Input section start

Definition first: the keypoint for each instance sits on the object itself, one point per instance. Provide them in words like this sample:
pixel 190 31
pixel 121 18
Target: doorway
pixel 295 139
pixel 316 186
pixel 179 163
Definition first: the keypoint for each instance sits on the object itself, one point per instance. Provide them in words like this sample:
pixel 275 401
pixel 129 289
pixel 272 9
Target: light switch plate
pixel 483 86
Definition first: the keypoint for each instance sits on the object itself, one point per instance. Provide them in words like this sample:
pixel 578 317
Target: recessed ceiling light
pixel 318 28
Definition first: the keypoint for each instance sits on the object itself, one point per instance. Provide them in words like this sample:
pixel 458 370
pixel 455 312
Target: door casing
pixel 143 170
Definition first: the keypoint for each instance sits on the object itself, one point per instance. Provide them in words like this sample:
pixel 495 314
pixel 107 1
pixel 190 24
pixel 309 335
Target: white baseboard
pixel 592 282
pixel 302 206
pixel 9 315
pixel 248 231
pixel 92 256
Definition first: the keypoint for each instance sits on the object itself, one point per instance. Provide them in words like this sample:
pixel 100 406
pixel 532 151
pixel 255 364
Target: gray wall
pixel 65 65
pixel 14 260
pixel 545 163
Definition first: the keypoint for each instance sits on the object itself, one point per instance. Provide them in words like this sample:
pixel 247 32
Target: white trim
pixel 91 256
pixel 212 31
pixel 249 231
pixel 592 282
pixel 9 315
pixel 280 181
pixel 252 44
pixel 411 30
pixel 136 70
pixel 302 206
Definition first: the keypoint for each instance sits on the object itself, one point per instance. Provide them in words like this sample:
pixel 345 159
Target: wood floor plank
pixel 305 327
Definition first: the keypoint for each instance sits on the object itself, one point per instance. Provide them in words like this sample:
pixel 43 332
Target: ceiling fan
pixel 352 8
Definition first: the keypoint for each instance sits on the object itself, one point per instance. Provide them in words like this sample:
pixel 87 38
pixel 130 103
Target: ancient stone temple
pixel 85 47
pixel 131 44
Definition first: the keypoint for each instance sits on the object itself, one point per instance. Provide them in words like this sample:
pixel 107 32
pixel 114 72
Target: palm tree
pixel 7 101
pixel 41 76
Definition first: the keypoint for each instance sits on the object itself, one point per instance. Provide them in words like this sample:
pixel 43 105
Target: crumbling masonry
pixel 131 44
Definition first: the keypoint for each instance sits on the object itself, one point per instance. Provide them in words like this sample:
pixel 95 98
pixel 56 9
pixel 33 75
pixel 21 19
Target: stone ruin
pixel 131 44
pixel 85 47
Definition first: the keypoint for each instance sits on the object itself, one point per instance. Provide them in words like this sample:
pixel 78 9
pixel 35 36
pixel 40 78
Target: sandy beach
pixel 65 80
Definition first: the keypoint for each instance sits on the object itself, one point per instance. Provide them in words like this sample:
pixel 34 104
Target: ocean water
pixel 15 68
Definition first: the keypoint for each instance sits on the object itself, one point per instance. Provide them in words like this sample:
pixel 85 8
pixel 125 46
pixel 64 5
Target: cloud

Input section end

**Your instructions:**
Please reproduce the records above in their entirety, exactly as given.

**Solution:**
Definition first: the keypoint for each instance sits on the object itself, one point per instance. Provide them in words like this sample:
pixel 190 31
pixel 121 18
Target: doorway
pixel 295 139
pixel 316 186
pixel 179 163
Definition first: the keypoint for each instance sits on the object itself, one point per instance. Provide them in words like this sample:
pixel 275 401
pixel 129 289
pixel 272 9
Target: light switch plate
pixel 483 86
Definition first: the keypoint for each instance sits on the object itself, one point per instance. Provide them in words like this sample:
pixel 578 317
Target: recessed ceiling light
pixel 318 28
Definition first: the keypoint for each instance sits on the object itself, one point per instance. Provide them in words like this sample:
pixel 458 370
pixel 455 312
Target: door casing
pixel 143 170
Definition first: the keypoint for each instance sits on the object itself, one point per instance. Provide them in words like this sample:
pixel 495 314
pixel 107 1
pixel 190 24
pixel 309 335
Target: white baseboard
pixel 592 282
pixel 302 206
pixel 9 315
pixel 248 231
pixel 92 256
Definition first: the keypoint for each instance sits on the object itself, one point per instance. Provide them in words like this sample:
pixel 100 406
pixel 532 151
pixel 255 364
Target: gray wall
pixel 65 65
pixel 14 260
pixel 545 163
Definition first: the keypoint for each instance sits on the object itself, one point per instance. Provide them in words like this sample:
pixel 247 32
Target: white trim
pixel 91 256
pixel 212 31
pixel 249 231
pixel 592 282
pixel 9 315
pixel 280 181
pixel 252 44
pixel 411 30
pixel 136 70
pixel 302 206
Definition first: the keypoint for each instance sits on the object itself, one point per instance. Provide them in words like this sample:
pixel 345 159
Target: wood floor plank
pixel 305 327
Definition first: the keypoint for each instance sits on the object itself, one point per instance. Provide them in words like this sample:
pixel 43 332
Target: ceiling fan
pixel 352 8
Definition first: the keypoint for each instance sits on the object itself, one point per instance. Provide them in words like this sample:
pixel 87 38
pixel 130 103
Target: ancient stone temple
pixel 85 47
pixel 131 44
Definition first: the keypoint for each instance sits on the object itself, one point per instance. Provide them in words like this sample:
pixel 107 32
pixel 114 72
Target: palm tree
pixel 7 101
pixel 41 76
Definition first: the keypoint for each instance sits on the object itself, one point per instance. Provide them in words like this sample:
pixel 43 105
Target: crumbling masonry
pixel 131 44
Definition first: the keypoint for each instance sits on the object itself, one point per instance. Provide them in words like this sample:
pixel 95 98
pixel 56 9
pixel 33 75
pixel 21 19
Target: stone ruin
pixel 131 44
pixel 85 47
Definition first: the keypoint for each instance sits on the object itself, one point per instance. Provide them in words like this sample:
pixel 78 9
pixel 35 36
pixel 40 78
Target: sandy beach
pixel 65 80
Definition first: the keypoint for each instance sits on the object itself, one point per instance. Provide them in words like this sample:
pixel 34 104
Target: ocean water
pixel 15 68
Definition first: the keypoint for each instance sits on the object itself, one point per instance. Provide them in words like this sample:
pixel 85 8
pixel 125 46
pixel 64 5
Target: cloud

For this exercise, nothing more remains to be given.